-- Start of Records shown --

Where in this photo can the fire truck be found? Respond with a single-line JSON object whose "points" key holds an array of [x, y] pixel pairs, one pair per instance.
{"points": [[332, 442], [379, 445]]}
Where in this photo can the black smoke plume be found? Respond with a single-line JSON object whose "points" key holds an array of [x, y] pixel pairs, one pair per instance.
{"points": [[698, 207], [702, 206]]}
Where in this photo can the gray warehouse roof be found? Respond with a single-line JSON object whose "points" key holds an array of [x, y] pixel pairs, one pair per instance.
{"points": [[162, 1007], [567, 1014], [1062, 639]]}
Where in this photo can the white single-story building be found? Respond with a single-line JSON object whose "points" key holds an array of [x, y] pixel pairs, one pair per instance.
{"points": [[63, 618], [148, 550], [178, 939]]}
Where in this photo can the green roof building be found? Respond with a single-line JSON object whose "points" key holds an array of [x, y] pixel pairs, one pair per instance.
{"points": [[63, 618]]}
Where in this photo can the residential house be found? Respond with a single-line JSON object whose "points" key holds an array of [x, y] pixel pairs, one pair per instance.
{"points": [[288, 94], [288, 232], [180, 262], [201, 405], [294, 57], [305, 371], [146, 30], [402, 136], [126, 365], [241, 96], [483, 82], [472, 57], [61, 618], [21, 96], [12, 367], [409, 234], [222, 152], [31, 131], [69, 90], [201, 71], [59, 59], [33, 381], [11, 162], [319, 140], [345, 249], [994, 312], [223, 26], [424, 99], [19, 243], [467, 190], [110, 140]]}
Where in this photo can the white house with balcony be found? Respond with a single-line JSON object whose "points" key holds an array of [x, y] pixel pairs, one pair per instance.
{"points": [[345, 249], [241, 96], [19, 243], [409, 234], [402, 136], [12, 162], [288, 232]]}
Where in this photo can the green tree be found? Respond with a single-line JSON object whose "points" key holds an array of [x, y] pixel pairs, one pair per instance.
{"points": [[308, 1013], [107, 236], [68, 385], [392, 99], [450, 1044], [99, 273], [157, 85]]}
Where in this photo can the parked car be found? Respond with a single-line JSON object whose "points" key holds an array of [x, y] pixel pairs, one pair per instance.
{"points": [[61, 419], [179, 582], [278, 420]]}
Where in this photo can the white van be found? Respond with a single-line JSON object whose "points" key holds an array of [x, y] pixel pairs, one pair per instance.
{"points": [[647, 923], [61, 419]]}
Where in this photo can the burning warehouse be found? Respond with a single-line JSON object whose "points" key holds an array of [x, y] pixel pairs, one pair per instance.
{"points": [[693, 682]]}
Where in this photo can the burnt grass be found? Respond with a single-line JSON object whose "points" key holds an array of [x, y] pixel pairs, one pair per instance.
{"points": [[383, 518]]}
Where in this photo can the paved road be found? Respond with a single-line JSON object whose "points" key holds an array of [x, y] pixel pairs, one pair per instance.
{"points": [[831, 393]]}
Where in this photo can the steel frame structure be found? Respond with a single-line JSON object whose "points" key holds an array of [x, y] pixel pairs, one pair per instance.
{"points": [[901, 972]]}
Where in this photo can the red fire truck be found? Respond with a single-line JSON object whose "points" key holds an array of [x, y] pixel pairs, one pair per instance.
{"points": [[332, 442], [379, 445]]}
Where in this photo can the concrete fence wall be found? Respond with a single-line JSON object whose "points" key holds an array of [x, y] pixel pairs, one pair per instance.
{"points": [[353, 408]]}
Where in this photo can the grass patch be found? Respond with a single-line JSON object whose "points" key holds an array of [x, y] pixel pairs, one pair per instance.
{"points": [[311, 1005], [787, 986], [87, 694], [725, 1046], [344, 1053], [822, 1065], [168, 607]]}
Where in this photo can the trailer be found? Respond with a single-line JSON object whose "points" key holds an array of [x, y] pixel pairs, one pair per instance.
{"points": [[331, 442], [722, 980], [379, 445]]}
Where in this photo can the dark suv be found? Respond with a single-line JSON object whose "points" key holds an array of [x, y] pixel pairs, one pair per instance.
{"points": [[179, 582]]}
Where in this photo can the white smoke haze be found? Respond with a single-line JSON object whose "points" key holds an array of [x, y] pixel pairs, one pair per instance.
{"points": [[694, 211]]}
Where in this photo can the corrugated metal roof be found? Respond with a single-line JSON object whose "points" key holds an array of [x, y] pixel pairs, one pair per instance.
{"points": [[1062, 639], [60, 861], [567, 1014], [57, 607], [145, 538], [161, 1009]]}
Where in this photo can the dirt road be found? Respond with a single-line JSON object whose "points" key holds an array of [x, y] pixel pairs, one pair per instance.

-- End of Records shown --

Work required — Can you reproduce all of the records above word for word, without changing anything?

Response to this exercise —
Where in this photo can the fire truck be found? Respond with a single-line JSON object whose "points" key holds an array of [x, y] pixel pairs, one pair per instance.
{"points": [[332, 442], [379, 445]]}
Where in this photo can the black smoke plume be found? Respond with a single-line JSON object whose "points" key holds an array of [x, y] pixel pairs, one pair per instance.
{"points": [[698, 207], [702, 206]]}
Where in this photo can the gray warehouse roof be found? Respond with a single-line JSON object whose "points" key holds an array of [x, y] pixel pairs, one pair per instance.
{"points": [[162, 1007], [567, 1014], [1062, 639]]}
Where in this photo can the white single-story building be found? Respond with a single-line JSON object whose "points" key holds an array of [x, y] pixel pairs, one pair per instance.
{"points": [[63, 618], [148, 550], [178, 939]]}
Where in this photo can the green roof building be found? Respond with a single-line JSON object whose "points" key holds an array of [x, y] pixel pairs, one pair per instance.
{"points": [[63, 618]]}
Where in this photo can the residential house be found? Respond with a single-line JSON object whose "points" key holds an array of [x, y] pixel pairs, one pair per instance.
{"points": [[288, 94], [288, 232], [180, 262], [201, 405], [294, 57], [305, 371], [146, 30], [402, 136], [126, 365], [241, 96], [483, 82], [472, 57], [61, 618], [21, 96], [12, 367], [409, 234], [222, 152], [31, 131], [69, 90], [201, 71], [59, 59], [33, 381], [11, 162], [319, 140], [345, 249], [994, 312], [223, 26], [424, 99], [19, 243], [467, 190], [110, 140]]}
Where in this photo can the white house with balcony be found? Respond with a single-line JSON object whose "points" key holds an array of [x, y] pixel pairs, one pair per instance.
{"points": [[345, 249], [241, 96], [19, 243], [409, 234], [402, 136], [12, 162], [288, 232]]}
Where in this photo can the green tree be found? Respond with a single-line JSON object whose "points" key holds an array of [x, y] pixel pairs, one pair per instance.
{"points": [[308, 1013], [107, 236], [68, 385], [392, 99], [450, 1044], [99, 273], [157, 85]]}
Where in this photo can the parked car be found? Respond with a single-line JSON object whose "points" key holds an array of [x, y] pixel pairs, one pair per instance.
{"points": [[61, 419], [179, 582], [278, 420]]}
Where in this photo can the white van be found? Respond with a single-line JSON object whose "points" key holds an array of [x, y] pixel pairs, one pair per instance.
{"points": [[647, 923], [61, 419]]}
Where in this photo can the burning warehouse be found? Respond with a single-line JSON object whose "points" key holds an array of [x, y] pixel pairs, one pair per instance.
{"points": [[693, 682]]}
Where in this photo can the burnt grass be found? Respond with a single-line JSON object whose "points" key holds an array of [x, y] pixel pairs, one pair per instance.
{"points": [[383, 518]]}
Where in this photo can the paved road be found? Respond with a single-line JSON object whose "points" key holds an array of [x, y] pixel pairs, one pair per instance.
{"points": [[831, 393]]}
Where in this photo can the steel frame structure be found? Respond with a single-line JSON object whose "points" key holds an array of [x, y] pixel pairs, one pair per instance.
{"points": [[901, 972]]}
Where in this photo can the red fire truck be found? Respond with a single-line JSON object whose "points" key holds an array of [x, y] pixel pairs, one pair per instance.
{"points": [[332, 442], [379, 445]]}
Where in this photo can the concrete fence wall be found? Respond with a single-line JSON object whose "points" key holds an array of [x, y] pixel pairs, one pair per instance.
{"points": [[353, 408]]}
Where in this photo can the grass patch be found? Respond with a single-line JSON object whose "points" key holds an array of [x, y] pixel pairs, one pair per instance.
{"points": [[311, 1005], [787, 986], [87, 694], [725, 1046], [344, 1053], [822, 1065], [168, 607]]}
Where in this photo can the trailer be found? Respond with a single-line JSON object whose "points" key holds an array of [x, y] pixel pairs, one pair per instance.
{"points": [[331, 442], [722, 980], [379, 445]]}
Where in this photo can the dark suv be found? Respond with a single-line JSON object whose "points" key holds an array of [x, y] pixel pairs, one pair per instance.
{"points": [[179, 582]]}
Where in this photo can the white smoke haze be found? Respond with a single-line JSON object whose "points" key holds an array of [x, y] pixel pairs, one pair per instance.
{"points": [[694, 211]]}
Where in this photo can the corrugated metal roof be found? Respond with a single-line JSON object whose "points" key holds an array of [x, y] pixel pairs, one pair per instance.
{"points": [[1062, 639], [60, 861], [567, 1014], [57, 607], [145, 538], [161, 1009]]}
Where in this photo can the dirt road be found? Respond with a single-line JSON object whose "points" key holds an array of [x, y] pixel pairs, one pair per instance.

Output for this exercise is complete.